• EXCERPT TO READ
Most Popular Words (WordCloud)
Posts with less than 10 votes (histogram)
Most Popular Posts (BarPlot)
Most Commented Posts (Barplot)
No. of Comments vs Score (Regression Plots)
Top 10 Authors
Text Cleaning and Analysis
Bag of Words on 2 Posts of same Flair
XG Boost Classifier
Feature Importance for Flair Prediction, etc.

Prediction Algorithm includes:

Logistic Regression (sklearn: CountVectorizer -> TFIDF Transformer -> Logistic Regression)
SVM (sklearn: CountVectorizer -> TFIDF Transformer -> SVM)
Naive Bayes (sklearn: CountVectorizer -> TFIDF Transformer -> Naive Bayes) Code - IPYNB
1-D Convolution (Tensorflow/Keras: Word2Vec -> GloVE embeddings -> 1-D Convolution)
LSTM (Tensorflow/Keras: Word2Vec -> GloVE embeddings -> LSTM)
Bidirectional LSTM (Tensorflow/Keras: Word2Vec -> GloVE embeddings -> Bidirectional LSTM)

To Test the Application part 1:

Visit: http://13.234.217.64/
Enter a reddit post from r/India Subreddit.

To Test the Application part 2:

Clone the repository: git clone https://github.com/ankurbhatia24/Reddit_EDA.git
Edit the file test.txt with the subreddit(india) posts links in each line.
Run the python file: python3 post_text_file.py

To Reproduce the Developement Environment:

Clone the repository: git clone https://github.com/ankurbhatia24/Reddit_EDA.git
Create a virtual environment: virtualenv env
Activate virtual environment: source env/bin/activate
Install the requirements: pip3 install -r requirements.txt
"Flair_csv" is the Database file: To collect your own data, execute the "Reddit Data Collection.ipynb". Change the reddit instance credentials accordingly.(Read https://towardsdatascience.com/scraping-reddit-with-praw-76efc1d1e1d9 to setup reddit app)

• RECORDS PROVIDED
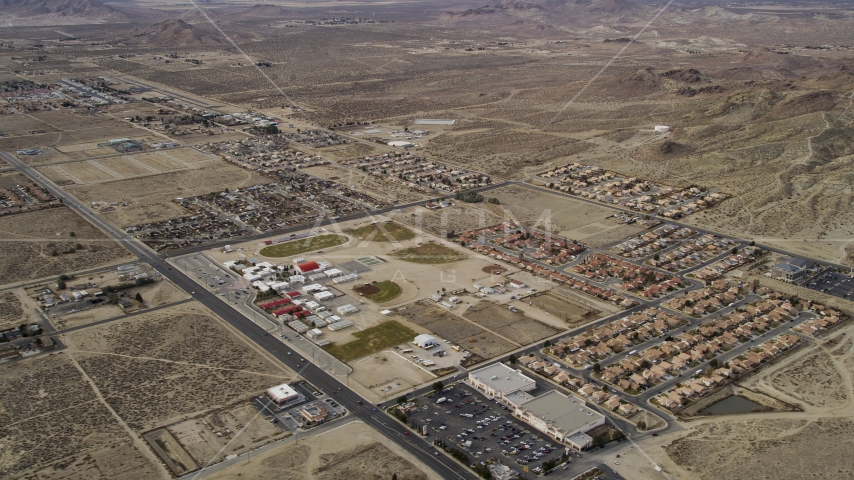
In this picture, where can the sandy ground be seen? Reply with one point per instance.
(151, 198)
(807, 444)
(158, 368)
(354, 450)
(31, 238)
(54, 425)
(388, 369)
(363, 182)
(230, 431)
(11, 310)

---

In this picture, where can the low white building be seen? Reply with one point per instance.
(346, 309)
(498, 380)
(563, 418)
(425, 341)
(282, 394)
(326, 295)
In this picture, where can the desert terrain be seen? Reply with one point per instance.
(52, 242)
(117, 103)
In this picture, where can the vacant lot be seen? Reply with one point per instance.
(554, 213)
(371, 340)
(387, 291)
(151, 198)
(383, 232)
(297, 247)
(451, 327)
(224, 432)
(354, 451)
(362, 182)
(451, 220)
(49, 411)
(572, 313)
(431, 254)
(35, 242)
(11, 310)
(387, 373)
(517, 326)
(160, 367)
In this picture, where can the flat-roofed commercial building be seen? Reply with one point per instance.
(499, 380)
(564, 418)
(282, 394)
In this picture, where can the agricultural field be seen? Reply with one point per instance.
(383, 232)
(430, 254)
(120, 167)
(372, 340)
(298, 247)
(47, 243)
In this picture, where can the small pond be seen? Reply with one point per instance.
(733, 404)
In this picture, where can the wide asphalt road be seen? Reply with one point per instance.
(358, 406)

• THE REQUEST
Quote the Reddit flair prediction notes above in full, word for word.

• ANSWER IN FULL
Most Popular Words (WordCloud)
Posts with less than 10 votes (histogram)
Most Popular Posts (BarPlot)
Most Commented Posts (Barplot)
No. of Comments vs Score (Regression Plots)
Top 10 Authors
Text Cleaning and Analysis
Bag of Words on 2 Posts of same Flair
XG Boost Classifier
Feature Importance for Flair Prediction, etc.

Prediction Algorithm includes:

Logistic Regression (sklearn: CountVectorizer -> TFIDF Transformer -> Logistic Regression)
SVM (sklearn: CountVectorizer -> TFIDF Transformer -> SVM)
Naive Bayes (sklearn: CountVectorizer -> TFIDF Transformer -> Naive Bayes) Code - IPYNB
1-D Convolution (Tensorflow/Keras: Word2Vec -> GloVE embeddings -> 1-D Convolution)
LSTM (Tensorflow/Keras: Word2Vec -> GloVE embeddings -> LSTM)
Bidirectional LSTM (Tensorflow/Keras: Word2Vec -> GloVE embeddings -> Bidirectional LSTM)

To Test the Application part 1:

Visit: http://13.234.217.64/
Enter a reddit post from r/India Subreddit.

To Test the Application part 2:

Clone the repository: git clone https://github.com/ankurbhatia24/Reddit_EDA.git
Edit the file test.txt with the subreddit(india) posts links in each line.
Run the python file: python3 post_text_file.py

To Reproduce the Developement Environment:

Clone the repository: git clone https://github.com/ankurbhatia24/Reddit_EDA.git
Create a virtual environment: virtualenv env
Activate virtual environment: source env/bin/activate
Install the requirements: pip3 install -r requirements.txt
"Flair_csv" is the Database file: To collect your own data, execute the "Reddit Data Collection.ipynb". Change the reddit instance credentials accordingly.(Read https://towardsdatascience.com/scraping-reddit-with-praw-76efc1d1e1d9 to setup reddit app)